Task requirements
Report every line of the rows below that contains the string "cloud", copying each such line. Case counts.

Records for this exercise
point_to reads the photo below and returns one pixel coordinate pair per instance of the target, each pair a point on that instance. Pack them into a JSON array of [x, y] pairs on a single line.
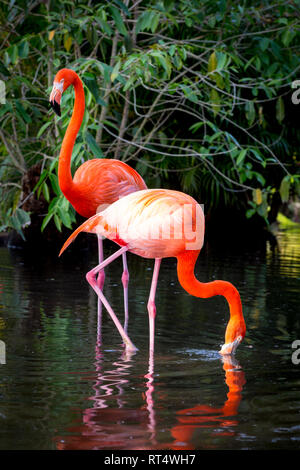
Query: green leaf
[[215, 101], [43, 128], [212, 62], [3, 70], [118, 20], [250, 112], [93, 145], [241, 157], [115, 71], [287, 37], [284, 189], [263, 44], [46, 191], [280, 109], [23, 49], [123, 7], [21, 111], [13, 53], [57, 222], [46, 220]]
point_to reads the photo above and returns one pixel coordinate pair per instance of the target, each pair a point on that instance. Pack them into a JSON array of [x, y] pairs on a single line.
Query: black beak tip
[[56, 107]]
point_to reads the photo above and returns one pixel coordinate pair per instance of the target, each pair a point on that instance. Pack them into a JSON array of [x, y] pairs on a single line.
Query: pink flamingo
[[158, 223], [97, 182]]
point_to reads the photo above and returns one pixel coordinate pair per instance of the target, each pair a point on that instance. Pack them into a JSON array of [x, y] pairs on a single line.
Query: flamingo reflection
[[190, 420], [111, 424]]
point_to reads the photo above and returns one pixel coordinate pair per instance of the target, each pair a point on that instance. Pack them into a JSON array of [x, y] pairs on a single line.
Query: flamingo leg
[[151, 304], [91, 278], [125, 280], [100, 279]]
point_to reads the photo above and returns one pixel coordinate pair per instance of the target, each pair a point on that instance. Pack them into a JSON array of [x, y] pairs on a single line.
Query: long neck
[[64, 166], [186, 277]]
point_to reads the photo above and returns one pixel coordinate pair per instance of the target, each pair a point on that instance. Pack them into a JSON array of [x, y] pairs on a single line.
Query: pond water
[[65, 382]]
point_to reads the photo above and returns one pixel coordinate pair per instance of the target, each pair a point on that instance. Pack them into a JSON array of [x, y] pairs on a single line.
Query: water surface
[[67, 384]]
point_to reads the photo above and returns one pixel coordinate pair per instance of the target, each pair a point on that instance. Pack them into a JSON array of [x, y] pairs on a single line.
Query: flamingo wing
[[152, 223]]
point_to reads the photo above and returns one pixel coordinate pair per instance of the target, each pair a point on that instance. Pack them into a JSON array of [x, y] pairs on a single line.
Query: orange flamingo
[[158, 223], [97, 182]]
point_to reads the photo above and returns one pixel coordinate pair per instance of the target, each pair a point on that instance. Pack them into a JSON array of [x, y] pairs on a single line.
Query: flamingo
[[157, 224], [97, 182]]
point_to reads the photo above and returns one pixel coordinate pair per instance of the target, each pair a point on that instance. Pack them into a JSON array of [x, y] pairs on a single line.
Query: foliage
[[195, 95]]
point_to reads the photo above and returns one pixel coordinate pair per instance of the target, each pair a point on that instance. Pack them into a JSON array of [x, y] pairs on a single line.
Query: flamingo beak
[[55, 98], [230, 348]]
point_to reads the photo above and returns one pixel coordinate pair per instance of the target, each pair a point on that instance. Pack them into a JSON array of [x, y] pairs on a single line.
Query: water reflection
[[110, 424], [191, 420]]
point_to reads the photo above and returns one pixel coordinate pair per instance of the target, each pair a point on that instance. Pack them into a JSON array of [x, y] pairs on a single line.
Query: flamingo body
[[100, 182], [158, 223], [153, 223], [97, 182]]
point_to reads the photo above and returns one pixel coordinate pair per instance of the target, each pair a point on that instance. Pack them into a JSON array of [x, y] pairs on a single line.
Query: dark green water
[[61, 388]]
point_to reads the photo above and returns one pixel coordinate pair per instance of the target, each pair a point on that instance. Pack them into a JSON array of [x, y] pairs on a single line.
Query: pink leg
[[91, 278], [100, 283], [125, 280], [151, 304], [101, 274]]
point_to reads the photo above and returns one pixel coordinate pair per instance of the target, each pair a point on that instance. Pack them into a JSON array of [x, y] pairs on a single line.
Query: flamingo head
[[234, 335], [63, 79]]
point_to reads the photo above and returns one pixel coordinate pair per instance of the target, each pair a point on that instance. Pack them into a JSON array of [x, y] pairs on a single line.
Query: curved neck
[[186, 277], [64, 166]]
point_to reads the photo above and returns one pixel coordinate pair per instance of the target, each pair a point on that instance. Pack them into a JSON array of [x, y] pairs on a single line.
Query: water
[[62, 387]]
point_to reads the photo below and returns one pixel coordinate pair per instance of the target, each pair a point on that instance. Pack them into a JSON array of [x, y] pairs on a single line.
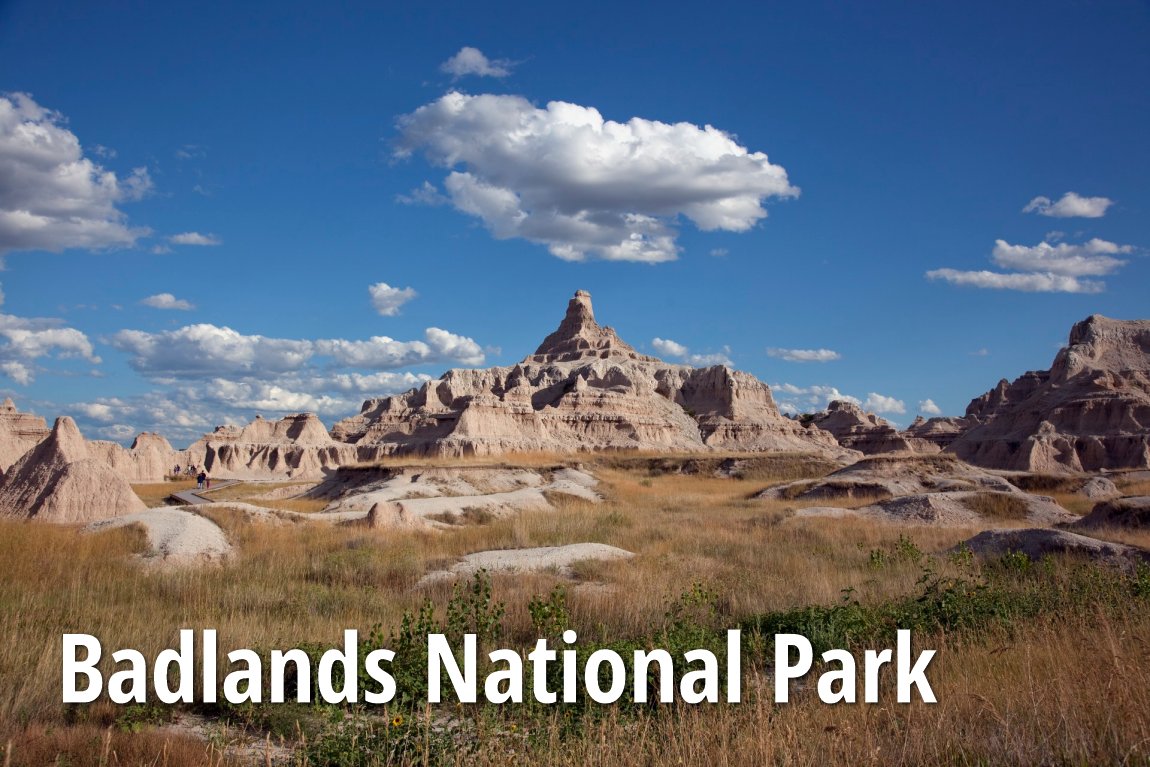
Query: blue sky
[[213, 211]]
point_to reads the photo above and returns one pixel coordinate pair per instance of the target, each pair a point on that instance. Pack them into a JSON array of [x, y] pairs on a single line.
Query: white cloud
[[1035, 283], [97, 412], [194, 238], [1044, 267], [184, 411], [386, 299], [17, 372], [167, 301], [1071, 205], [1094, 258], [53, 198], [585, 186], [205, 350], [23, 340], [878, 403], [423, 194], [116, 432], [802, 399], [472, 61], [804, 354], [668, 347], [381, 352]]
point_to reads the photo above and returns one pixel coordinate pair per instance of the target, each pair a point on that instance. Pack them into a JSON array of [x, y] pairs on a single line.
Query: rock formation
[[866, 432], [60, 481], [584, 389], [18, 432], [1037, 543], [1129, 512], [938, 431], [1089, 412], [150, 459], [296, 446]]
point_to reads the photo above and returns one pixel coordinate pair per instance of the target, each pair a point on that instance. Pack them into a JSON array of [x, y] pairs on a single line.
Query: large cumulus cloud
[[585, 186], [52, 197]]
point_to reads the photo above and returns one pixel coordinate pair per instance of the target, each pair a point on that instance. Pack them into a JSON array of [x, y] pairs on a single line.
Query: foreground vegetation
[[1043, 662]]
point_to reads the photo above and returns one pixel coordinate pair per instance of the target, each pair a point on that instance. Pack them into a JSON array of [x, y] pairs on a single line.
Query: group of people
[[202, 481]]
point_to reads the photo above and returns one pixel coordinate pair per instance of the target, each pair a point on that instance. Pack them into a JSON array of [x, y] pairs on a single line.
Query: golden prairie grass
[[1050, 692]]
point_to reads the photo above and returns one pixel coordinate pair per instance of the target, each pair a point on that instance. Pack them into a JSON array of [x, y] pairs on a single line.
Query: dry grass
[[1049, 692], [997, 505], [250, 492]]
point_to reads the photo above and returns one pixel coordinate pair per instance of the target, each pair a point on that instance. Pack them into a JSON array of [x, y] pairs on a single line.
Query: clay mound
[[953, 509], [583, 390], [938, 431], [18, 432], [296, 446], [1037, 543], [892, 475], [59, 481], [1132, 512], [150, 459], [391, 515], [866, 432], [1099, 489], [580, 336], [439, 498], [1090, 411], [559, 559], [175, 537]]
* * *
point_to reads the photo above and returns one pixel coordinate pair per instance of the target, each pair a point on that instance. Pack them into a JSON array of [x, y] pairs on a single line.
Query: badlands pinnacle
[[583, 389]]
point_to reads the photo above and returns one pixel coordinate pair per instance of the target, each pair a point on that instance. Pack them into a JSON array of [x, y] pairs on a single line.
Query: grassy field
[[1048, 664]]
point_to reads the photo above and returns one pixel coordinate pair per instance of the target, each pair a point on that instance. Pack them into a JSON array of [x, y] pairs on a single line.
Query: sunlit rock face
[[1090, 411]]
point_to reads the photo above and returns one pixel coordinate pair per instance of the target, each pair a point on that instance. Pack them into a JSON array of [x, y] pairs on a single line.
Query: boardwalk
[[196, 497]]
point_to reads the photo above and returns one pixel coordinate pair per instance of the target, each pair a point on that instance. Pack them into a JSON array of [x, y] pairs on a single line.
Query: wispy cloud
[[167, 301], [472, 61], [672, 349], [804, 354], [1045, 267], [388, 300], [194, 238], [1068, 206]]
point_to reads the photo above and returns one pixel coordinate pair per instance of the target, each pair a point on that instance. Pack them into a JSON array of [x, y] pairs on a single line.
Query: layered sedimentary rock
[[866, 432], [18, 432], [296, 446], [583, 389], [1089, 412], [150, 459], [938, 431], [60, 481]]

The solution
Query: white cloud
Query: large cumulus cloud
Query: wispy cloud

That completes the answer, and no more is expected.